## BEGIN RECORDS PROVIDED

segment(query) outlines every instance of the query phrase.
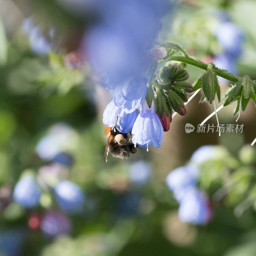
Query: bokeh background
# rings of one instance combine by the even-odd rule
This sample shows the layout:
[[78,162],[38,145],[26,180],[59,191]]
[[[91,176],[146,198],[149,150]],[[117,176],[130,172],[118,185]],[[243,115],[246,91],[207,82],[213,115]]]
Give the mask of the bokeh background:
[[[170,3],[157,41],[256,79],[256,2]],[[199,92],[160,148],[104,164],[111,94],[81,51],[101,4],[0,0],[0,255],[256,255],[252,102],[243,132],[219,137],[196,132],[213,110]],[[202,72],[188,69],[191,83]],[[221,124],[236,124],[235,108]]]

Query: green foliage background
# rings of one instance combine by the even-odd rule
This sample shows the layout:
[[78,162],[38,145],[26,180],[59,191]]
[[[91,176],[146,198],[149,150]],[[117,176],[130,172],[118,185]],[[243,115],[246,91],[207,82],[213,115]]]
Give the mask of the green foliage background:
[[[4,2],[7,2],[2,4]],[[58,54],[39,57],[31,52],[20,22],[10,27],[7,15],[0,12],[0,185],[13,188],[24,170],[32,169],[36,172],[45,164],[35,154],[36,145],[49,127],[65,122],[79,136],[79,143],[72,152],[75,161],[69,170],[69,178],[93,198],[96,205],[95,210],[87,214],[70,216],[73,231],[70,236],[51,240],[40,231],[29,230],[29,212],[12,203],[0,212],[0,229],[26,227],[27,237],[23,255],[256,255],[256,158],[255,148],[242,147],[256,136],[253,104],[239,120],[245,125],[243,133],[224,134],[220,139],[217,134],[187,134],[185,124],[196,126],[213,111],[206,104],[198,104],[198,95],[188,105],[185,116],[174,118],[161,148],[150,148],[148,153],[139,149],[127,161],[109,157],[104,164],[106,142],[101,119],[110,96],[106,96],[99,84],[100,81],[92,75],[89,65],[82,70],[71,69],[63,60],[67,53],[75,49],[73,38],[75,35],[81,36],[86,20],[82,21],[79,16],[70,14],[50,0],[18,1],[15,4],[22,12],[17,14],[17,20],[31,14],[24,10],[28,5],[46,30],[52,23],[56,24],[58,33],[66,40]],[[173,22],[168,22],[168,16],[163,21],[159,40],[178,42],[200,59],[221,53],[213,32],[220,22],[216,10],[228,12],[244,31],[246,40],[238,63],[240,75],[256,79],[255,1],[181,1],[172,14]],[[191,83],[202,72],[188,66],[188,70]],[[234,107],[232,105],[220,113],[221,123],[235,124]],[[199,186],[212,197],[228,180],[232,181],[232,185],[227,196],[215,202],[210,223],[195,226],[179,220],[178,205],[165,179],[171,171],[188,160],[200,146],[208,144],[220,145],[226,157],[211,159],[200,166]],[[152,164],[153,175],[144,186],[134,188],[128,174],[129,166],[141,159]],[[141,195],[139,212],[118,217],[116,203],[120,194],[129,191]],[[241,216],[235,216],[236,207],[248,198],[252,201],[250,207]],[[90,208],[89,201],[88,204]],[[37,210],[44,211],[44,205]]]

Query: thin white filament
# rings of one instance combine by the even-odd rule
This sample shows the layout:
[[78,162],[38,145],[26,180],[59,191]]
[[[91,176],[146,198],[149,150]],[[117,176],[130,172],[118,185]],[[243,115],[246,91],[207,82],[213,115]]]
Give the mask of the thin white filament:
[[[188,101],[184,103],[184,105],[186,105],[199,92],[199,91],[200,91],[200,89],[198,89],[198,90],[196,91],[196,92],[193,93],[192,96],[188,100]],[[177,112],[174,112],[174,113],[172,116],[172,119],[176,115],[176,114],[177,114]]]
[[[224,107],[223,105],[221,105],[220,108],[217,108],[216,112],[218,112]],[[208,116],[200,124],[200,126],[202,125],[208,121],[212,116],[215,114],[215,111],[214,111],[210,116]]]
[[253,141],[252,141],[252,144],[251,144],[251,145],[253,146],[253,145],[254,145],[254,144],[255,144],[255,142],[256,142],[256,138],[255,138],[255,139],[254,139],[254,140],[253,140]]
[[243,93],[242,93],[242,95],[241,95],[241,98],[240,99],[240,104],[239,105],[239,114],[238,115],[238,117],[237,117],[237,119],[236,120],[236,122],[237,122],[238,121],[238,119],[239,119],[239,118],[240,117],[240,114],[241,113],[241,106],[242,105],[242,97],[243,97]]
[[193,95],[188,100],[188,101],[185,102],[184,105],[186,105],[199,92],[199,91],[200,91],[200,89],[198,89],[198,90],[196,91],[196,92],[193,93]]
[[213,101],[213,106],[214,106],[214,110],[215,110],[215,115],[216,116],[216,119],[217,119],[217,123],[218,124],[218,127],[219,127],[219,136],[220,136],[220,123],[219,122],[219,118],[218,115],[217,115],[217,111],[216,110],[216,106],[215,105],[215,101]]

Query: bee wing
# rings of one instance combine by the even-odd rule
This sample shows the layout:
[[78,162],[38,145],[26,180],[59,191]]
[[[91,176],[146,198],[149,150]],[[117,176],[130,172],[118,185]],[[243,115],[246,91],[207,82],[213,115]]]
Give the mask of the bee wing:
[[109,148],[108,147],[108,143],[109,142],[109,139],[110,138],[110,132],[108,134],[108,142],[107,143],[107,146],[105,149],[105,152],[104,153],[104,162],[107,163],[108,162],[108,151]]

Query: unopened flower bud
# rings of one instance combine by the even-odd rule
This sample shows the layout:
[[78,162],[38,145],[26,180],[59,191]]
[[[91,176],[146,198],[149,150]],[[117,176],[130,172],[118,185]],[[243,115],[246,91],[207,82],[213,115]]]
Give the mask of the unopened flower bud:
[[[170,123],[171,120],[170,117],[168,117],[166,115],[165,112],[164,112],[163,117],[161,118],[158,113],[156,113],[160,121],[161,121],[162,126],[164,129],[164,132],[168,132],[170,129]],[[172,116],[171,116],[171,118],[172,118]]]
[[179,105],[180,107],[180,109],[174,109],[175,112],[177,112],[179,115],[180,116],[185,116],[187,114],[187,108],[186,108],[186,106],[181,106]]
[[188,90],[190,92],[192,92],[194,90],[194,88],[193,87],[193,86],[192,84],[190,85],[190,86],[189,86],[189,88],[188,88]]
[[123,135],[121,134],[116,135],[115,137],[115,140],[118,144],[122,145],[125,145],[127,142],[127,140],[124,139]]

## END RECORDS PROVIDED
## BEGIN RECORDS PROVIDED

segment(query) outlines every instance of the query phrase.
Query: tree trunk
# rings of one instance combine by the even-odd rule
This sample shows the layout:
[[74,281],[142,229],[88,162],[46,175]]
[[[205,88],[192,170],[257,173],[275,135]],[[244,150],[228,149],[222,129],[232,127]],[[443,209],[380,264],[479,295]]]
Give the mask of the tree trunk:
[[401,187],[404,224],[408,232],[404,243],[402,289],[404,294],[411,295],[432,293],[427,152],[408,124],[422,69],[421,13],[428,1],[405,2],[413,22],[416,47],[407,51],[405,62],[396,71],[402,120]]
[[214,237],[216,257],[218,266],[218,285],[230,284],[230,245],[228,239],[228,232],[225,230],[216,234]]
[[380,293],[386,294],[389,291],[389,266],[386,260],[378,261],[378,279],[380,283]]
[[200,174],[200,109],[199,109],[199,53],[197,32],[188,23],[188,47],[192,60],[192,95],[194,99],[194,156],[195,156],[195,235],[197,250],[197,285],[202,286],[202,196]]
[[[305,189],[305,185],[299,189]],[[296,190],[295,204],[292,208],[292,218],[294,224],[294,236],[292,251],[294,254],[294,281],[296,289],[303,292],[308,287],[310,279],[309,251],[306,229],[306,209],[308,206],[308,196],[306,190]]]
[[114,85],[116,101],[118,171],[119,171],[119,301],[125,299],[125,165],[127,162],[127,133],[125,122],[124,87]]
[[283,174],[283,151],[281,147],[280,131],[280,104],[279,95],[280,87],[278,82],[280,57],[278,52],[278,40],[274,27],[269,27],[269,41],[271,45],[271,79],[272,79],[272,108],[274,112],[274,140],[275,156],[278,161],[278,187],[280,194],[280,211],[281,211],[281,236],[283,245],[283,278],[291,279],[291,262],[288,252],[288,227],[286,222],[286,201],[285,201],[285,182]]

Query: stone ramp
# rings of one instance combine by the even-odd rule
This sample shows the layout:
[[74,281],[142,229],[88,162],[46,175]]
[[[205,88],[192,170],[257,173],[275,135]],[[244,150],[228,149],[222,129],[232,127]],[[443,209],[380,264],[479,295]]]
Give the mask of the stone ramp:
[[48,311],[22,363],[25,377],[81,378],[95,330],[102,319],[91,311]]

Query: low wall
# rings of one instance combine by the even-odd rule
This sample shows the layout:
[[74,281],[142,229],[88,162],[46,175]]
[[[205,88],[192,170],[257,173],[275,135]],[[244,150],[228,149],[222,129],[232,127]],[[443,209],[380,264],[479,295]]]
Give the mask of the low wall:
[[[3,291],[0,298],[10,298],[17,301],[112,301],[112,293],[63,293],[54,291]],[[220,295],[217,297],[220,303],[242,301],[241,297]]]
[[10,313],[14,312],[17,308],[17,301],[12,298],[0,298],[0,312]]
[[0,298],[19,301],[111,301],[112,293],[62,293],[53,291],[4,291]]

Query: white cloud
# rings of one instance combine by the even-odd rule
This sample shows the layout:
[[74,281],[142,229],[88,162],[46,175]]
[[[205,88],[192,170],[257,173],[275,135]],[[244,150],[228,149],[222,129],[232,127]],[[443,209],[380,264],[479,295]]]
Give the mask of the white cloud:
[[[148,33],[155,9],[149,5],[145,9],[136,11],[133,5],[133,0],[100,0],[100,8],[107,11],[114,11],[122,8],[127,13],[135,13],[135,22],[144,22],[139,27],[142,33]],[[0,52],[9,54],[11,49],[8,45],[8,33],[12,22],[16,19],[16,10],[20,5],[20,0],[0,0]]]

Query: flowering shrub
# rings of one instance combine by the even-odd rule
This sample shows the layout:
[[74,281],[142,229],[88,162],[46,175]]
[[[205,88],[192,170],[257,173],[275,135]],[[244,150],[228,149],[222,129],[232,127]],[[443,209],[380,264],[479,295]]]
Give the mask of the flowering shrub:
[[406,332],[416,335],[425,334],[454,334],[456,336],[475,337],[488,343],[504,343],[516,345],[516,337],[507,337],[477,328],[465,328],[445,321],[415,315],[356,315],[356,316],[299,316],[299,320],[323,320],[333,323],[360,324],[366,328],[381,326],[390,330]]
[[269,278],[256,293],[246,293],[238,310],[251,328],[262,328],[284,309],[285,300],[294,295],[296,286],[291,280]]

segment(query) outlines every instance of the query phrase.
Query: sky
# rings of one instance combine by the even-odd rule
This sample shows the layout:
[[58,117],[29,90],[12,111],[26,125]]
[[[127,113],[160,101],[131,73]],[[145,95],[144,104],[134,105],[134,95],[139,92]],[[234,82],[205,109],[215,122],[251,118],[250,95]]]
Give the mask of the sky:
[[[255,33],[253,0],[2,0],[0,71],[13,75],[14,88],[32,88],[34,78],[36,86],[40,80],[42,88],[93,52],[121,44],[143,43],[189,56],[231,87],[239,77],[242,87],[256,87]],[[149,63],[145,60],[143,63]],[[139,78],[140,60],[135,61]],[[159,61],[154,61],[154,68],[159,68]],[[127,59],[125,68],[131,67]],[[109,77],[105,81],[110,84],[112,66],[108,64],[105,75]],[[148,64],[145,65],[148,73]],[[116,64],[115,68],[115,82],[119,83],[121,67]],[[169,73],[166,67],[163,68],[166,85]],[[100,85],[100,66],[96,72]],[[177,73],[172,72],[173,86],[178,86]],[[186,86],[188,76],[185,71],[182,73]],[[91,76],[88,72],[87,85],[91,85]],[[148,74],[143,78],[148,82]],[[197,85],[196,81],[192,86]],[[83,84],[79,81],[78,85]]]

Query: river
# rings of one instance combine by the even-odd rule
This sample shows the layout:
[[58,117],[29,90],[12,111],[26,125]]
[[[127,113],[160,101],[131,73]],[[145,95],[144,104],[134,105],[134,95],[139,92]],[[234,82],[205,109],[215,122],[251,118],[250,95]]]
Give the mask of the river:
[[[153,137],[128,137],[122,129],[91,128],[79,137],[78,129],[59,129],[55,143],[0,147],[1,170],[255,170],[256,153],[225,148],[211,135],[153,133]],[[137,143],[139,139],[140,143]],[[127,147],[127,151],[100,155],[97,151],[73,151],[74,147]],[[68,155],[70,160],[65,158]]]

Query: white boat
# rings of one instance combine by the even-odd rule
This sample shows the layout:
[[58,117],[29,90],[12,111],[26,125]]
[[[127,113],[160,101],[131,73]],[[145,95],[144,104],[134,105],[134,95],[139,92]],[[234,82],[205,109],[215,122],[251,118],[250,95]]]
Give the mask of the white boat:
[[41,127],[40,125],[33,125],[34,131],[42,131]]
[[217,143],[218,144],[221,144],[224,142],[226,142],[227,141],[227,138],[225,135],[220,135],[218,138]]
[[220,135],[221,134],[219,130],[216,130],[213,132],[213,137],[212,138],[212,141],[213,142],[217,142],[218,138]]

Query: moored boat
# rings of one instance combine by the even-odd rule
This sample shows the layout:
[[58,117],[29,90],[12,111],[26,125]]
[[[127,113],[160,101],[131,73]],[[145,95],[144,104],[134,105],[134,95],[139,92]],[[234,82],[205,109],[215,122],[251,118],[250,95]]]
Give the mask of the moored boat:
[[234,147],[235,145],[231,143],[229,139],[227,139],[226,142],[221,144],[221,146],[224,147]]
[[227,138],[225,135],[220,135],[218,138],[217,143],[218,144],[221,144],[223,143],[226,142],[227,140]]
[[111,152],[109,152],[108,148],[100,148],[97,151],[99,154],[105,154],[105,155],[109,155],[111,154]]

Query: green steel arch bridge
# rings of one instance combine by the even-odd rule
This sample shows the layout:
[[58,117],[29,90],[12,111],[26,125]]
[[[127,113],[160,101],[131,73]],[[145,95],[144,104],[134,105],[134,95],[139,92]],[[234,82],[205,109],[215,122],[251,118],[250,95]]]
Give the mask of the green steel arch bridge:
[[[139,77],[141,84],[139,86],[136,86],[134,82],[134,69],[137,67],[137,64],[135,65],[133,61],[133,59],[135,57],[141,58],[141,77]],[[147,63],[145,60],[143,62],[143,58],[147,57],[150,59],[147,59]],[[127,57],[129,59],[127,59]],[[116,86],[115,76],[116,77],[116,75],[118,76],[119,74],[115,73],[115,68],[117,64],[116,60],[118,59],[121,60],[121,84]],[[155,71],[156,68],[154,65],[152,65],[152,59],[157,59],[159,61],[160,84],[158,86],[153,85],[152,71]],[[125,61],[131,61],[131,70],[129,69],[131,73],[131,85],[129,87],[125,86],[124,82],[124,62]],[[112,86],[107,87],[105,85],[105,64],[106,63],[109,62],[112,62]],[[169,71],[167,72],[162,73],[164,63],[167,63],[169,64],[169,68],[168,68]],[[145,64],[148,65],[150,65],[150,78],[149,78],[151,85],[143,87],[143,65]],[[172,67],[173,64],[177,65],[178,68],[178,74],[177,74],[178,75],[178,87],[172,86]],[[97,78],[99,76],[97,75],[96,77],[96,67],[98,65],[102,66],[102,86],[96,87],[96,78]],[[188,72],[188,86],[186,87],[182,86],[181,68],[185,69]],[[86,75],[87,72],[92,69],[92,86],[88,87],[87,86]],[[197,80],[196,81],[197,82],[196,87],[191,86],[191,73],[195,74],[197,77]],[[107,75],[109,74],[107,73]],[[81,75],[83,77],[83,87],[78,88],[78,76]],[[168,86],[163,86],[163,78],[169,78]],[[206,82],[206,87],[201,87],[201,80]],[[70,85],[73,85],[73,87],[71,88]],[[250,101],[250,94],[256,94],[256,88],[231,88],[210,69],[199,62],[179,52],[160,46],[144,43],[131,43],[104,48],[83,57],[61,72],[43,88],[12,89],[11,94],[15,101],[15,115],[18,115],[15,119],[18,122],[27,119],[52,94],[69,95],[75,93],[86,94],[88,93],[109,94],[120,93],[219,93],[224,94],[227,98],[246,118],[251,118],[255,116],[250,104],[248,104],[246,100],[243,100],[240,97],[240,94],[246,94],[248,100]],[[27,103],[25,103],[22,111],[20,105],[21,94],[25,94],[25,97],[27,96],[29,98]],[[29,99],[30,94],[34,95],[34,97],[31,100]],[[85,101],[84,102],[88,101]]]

## END RECORDS PROVIDED
## BEGIN RECORDS PROVIDED

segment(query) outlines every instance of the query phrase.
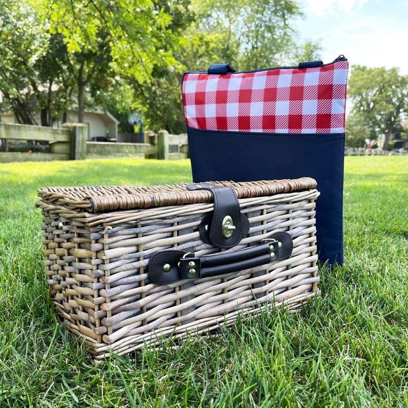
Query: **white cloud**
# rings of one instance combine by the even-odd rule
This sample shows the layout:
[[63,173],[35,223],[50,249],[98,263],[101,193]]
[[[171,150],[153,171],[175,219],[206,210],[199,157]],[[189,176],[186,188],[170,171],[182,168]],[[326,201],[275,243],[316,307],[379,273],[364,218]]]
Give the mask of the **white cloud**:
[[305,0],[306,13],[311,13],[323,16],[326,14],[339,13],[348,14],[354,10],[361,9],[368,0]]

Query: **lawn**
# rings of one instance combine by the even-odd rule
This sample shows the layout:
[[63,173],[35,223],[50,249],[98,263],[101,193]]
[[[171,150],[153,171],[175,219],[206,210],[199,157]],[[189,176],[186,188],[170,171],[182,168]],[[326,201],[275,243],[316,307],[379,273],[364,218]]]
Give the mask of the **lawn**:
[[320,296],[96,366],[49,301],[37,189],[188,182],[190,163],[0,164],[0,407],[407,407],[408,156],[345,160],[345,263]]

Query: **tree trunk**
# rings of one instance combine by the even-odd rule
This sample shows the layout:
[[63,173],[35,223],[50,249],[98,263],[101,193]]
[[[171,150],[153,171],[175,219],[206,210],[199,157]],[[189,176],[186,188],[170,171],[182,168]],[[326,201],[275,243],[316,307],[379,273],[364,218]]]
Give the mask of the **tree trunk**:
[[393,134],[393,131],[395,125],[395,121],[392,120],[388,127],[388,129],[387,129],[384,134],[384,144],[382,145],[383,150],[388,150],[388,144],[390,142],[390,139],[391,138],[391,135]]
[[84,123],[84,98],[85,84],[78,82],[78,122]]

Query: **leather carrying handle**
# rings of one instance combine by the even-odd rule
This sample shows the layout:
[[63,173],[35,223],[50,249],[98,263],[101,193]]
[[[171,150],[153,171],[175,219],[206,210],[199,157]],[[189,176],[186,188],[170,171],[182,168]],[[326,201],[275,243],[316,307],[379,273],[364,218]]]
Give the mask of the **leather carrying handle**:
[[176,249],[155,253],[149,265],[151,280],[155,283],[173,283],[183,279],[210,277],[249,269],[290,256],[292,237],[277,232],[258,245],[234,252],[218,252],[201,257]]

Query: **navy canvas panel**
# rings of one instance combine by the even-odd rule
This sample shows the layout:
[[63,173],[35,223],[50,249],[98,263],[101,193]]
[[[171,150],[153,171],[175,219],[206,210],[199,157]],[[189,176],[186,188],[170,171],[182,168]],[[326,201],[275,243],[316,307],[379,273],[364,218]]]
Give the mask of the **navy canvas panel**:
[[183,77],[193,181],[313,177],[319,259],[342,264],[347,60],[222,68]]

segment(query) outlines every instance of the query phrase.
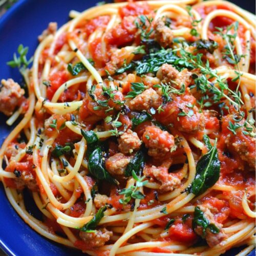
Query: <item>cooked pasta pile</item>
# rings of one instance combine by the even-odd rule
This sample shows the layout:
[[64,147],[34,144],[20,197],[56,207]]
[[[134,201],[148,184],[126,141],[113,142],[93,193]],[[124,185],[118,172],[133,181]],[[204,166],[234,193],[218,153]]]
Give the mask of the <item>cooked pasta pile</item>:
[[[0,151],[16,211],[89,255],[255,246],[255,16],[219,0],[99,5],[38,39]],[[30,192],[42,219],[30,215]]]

## END RECORDS PROVIDED

How many lines in the listing above contain the string "ramp"? Reply with the number alone.

- EXPECTED ANSWER -
2